* [Aim of the exercise]:
Turn the rows below into a numbered list, leaving out any blank lines.

* [Extracted entries]:
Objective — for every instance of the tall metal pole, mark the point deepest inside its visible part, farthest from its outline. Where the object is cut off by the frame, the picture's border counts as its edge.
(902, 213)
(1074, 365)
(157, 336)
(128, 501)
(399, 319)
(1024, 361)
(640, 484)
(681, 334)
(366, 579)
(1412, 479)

* [In response]:
1. Objective — for every instance of the tall metal pole, mark the point deepest inside its visible part, farthest from its outline. Where the object is cut off by the frame, the picture's border counts as its edge.
2. (902, 213)
3. (1074, 365)
4. (157, 336)
5. (128, 501)
6. (399, 319)
7. (1024, 361)
8. (640, 484)
9. (681, 334)
10. (366, 579)
11. (1412, 479)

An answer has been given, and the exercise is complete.